PROMPT »
Swap "annotated" for "labeled" in the listing, starting at the line that contains "IMPORTANT: every overcast" and ending at the line that contains "[2,0,640,127]". Give back only those lines, with nothing else changed.

* Begin EXTRACTED MATERIAL *

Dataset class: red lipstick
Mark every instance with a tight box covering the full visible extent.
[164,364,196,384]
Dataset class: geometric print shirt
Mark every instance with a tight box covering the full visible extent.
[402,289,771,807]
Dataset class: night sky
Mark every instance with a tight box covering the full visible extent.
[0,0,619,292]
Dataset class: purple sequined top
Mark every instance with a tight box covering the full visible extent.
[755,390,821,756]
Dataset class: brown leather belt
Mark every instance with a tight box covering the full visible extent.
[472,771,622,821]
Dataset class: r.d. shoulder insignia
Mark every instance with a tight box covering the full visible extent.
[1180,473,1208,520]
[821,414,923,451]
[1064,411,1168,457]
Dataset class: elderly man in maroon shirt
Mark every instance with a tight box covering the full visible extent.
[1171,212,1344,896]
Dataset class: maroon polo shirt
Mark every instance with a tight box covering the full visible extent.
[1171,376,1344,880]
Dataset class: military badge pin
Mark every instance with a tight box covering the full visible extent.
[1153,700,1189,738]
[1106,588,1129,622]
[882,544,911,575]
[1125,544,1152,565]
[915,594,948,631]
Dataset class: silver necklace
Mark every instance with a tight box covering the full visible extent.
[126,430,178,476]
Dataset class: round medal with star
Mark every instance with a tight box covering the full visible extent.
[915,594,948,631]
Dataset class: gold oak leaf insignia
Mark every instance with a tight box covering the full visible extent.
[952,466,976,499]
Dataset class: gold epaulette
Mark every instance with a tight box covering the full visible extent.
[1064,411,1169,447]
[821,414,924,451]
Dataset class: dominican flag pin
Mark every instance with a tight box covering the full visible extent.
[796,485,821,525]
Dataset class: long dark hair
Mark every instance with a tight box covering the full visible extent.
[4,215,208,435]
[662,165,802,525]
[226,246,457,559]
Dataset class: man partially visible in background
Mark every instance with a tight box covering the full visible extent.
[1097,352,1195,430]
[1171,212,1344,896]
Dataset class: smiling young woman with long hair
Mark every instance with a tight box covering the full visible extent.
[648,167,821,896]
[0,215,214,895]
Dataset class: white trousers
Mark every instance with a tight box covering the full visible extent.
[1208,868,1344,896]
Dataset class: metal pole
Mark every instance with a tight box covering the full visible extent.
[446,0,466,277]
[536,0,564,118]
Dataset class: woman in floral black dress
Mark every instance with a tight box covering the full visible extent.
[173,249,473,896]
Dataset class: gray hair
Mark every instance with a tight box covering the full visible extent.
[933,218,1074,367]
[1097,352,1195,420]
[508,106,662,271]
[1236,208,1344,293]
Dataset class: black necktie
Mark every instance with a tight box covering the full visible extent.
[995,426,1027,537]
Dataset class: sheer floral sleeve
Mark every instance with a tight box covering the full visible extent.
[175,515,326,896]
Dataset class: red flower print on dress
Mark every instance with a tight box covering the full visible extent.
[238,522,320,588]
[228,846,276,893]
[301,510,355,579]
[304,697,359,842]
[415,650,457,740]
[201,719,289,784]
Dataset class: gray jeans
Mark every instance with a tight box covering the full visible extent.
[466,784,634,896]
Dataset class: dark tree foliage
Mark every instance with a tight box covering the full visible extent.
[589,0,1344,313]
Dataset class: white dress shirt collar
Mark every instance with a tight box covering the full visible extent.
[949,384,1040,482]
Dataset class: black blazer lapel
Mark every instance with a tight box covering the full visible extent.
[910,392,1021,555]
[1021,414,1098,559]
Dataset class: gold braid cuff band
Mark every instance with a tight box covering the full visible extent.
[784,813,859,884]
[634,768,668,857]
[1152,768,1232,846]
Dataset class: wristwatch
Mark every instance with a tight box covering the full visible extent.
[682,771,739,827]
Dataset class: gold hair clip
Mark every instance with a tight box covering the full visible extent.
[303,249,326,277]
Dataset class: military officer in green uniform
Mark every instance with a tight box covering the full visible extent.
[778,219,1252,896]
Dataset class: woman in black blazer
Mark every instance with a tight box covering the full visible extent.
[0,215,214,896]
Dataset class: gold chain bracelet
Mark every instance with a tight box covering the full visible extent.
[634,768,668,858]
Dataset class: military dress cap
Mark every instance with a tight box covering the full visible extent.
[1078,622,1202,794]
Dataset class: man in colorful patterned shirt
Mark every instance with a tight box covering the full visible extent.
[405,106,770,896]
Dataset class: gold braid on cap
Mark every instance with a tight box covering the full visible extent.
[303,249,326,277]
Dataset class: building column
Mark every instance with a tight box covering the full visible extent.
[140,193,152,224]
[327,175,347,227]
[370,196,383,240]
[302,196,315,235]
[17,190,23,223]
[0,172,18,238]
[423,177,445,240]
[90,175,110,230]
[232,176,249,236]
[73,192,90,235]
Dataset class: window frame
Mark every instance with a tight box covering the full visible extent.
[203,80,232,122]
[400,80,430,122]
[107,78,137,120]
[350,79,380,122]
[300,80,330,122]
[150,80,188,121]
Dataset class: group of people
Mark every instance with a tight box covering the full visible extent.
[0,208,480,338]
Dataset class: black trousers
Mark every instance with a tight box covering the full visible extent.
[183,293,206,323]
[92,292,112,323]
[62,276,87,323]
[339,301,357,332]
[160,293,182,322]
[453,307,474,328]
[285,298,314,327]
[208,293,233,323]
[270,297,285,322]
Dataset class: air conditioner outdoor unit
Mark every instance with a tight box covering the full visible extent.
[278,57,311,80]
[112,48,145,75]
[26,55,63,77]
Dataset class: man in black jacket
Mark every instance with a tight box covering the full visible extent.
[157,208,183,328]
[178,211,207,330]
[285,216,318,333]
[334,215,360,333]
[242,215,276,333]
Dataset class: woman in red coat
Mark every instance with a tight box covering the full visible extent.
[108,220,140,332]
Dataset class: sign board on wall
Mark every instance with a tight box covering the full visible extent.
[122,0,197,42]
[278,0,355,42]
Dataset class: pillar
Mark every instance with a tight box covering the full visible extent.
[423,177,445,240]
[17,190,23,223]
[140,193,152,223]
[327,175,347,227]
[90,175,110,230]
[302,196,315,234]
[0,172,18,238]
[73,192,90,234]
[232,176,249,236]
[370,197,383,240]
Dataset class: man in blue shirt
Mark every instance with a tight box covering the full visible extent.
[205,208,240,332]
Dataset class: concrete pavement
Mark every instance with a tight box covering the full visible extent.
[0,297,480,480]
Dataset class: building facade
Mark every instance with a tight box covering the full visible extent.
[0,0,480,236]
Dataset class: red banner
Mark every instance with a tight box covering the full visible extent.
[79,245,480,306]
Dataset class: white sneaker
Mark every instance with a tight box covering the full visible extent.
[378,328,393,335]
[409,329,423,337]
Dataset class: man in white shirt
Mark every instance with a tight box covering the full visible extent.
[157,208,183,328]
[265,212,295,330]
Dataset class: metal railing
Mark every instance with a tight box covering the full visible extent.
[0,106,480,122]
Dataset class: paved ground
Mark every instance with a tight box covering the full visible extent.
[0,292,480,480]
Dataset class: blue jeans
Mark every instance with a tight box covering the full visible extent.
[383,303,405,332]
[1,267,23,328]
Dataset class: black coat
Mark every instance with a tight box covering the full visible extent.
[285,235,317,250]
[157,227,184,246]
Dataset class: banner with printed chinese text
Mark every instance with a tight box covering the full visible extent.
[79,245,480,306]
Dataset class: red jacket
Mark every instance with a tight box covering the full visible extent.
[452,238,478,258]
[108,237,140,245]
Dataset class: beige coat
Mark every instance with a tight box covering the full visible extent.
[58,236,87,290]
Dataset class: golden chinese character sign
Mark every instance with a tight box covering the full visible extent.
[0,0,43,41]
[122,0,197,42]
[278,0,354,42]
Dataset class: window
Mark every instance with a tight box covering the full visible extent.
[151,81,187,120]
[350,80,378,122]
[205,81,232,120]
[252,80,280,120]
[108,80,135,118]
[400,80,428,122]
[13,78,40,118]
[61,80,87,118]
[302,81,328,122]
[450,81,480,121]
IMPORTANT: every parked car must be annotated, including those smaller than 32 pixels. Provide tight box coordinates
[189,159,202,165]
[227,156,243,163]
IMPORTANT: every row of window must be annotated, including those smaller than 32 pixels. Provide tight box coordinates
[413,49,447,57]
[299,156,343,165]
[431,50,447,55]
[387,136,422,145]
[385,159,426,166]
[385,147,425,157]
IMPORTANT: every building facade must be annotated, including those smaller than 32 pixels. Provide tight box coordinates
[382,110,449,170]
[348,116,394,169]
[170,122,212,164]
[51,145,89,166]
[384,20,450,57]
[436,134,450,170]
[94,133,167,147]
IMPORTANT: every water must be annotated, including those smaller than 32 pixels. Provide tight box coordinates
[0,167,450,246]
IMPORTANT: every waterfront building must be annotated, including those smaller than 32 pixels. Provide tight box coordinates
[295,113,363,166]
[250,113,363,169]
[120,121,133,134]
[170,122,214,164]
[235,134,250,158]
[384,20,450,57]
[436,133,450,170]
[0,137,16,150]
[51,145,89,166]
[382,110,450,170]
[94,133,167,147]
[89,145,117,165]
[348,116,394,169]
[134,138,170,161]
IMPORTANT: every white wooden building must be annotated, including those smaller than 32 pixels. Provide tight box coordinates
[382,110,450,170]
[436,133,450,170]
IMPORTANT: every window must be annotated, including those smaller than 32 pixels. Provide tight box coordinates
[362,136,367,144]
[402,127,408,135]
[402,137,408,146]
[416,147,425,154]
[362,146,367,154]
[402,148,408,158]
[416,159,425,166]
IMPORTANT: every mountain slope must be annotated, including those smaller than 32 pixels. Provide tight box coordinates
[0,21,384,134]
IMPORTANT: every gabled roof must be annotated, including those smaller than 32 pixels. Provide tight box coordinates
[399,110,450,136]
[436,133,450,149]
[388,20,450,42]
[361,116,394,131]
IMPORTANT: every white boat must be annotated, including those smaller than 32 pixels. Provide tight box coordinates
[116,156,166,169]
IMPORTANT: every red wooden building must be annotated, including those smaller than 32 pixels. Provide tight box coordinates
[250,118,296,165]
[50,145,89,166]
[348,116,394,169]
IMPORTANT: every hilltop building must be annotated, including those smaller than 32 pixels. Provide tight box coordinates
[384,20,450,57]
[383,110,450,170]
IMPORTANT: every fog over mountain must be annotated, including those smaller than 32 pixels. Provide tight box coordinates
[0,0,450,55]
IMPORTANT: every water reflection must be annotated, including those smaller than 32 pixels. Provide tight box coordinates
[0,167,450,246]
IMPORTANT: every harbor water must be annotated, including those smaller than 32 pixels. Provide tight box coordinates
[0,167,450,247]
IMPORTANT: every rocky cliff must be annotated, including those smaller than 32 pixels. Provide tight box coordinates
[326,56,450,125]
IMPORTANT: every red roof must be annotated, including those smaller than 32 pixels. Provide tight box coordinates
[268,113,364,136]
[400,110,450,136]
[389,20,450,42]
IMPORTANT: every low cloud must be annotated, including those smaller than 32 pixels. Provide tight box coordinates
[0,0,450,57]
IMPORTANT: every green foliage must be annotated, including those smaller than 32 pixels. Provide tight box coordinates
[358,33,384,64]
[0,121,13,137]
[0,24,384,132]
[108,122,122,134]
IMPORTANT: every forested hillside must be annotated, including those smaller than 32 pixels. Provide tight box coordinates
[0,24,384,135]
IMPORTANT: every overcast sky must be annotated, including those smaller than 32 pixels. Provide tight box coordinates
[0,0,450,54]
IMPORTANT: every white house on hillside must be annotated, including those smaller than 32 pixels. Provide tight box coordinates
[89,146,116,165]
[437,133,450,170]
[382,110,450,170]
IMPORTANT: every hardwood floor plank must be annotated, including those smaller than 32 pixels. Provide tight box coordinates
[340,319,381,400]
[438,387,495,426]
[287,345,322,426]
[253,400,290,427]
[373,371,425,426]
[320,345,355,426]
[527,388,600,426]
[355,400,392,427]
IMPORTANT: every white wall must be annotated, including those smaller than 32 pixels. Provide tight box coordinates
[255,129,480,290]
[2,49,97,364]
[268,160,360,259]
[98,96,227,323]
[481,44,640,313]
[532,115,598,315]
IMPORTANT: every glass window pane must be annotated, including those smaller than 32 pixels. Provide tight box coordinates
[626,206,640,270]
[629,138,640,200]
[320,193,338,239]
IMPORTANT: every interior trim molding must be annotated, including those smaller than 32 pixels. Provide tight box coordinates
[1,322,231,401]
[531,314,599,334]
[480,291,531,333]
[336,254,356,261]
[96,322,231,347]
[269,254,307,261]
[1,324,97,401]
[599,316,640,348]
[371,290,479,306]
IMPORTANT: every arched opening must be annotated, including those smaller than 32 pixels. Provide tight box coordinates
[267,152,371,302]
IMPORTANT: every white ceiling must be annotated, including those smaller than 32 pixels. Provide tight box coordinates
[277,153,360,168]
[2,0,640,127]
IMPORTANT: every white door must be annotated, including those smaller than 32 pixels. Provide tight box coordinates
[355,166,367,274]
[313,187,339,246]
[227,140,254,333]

* End EXTRACTED MATERIAL *

SOLUTION TO THE EXERCISE »
IMPORTANT: every overcast sky must be labeled, including those smaller than 32 pixels. Provide tight box coordinates
[0,0,450,54]
IMPORTANT: every white house on hillside must be labeled, including those smaller than 32 pixels. Provide tight box coordinates
[89,146,116,165]
[437,133,450,170]
[382,110,450,170]
IMPORTANT: every hardwood floor plank must be labeled, including those smaller than 32 pixels. Provide tight box coordinates
[340,319,381,400]
[438,387,495,426]
[287,345,322,426]
[253,400,290,427]
[373,371,425,426]
[320,345,355,426]
[527,388,600,426]
[355,400,392,427]
IMPORTANT: every white wall must be labeled, including those smaller than 32 pixels. Provide tight box coordinates
[255,129,480,290]
[2,49,97,364]
[268,160,360,259]
[98,96,227,323]
[481,44,640,313]
[532,115,598,315]
IMPORTANT: every glass window pane must be labeled, including those smaller than 32 pixels. Provide tight box coordinates
[626,206,640,270]
[629,138,640,200]
[320,193,338,239]
IMPORTANT: every interior trim molding must be labeled, including those smaller than 32 pixels. Provide tight box coordinates
[1,322,231,401]
[531,314,599,334]
[480,291,531,333]
[336,254,356,261]
[96,322,231,347]
[269,254,307,261]
[1,324,97,401]
[599,316,640,348]
[371,290,479,306]
IMPORTANT: every arched opening must be labeled, including those smaller than 32 pixels. Provide tight box coordinates
[267,152,371,302]
IMPORTANT: every white ceiling must be labeled, including those smaller than 32 pixels. Provide tight box coordinates
[277,153,360,168]
[2,0,640,127]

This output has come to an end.